--- START ---

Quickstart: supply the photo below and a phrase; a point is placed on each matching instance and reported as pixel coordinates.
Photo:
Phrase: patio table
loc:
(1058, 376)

--- END ---
--- START ---

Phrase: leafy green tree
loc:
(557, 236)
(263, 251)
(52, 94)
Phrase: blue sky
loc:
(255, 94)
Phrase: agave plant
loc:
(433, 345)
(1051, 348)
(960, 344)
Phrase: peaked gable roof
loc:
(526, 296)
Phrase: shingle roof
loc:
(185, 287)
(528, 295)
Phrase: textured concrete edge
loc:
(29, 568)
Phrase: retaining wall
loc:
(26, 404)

--- END ---
--- START ---

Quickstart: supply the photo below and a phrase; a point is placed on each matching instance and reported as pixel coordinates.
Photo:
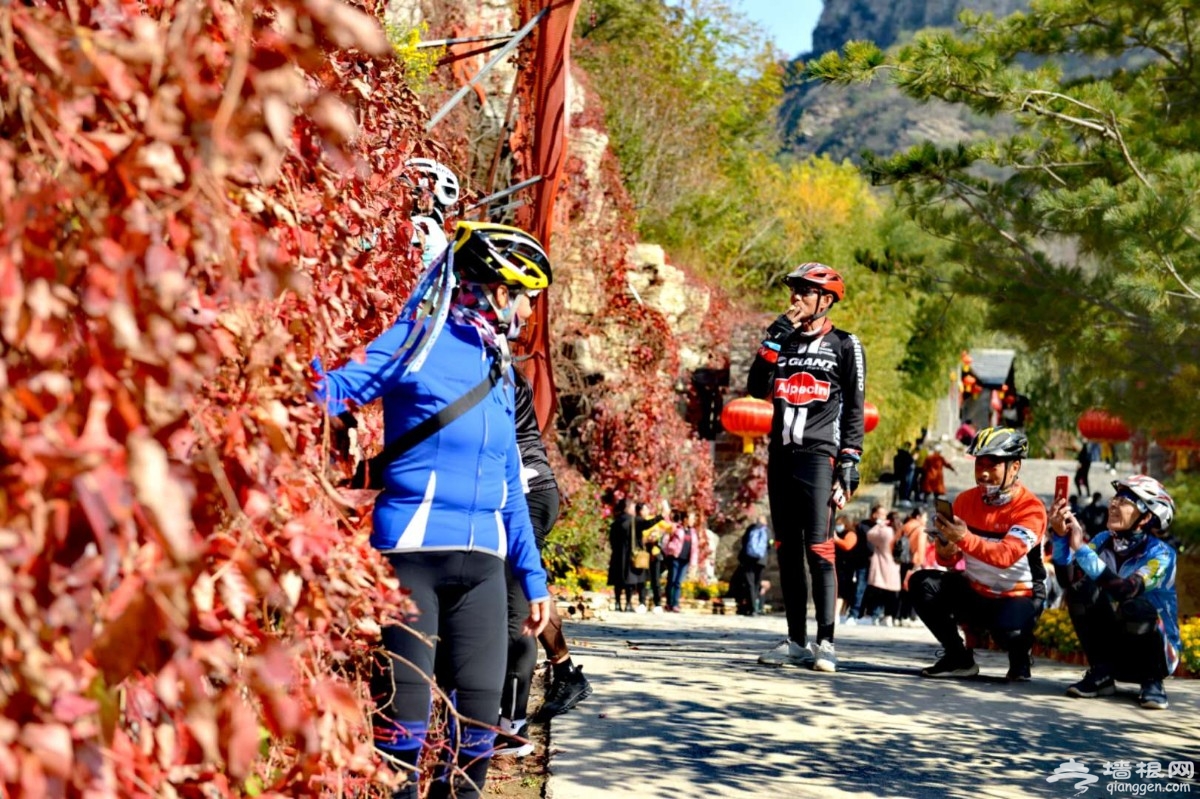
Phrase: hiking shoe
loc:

--- END ---

#### Exercise instructions:
Count how many lines in the records above contain the string "roof", treating uppercase and lowercase as different. Reply with the number alone.

#### Response:
2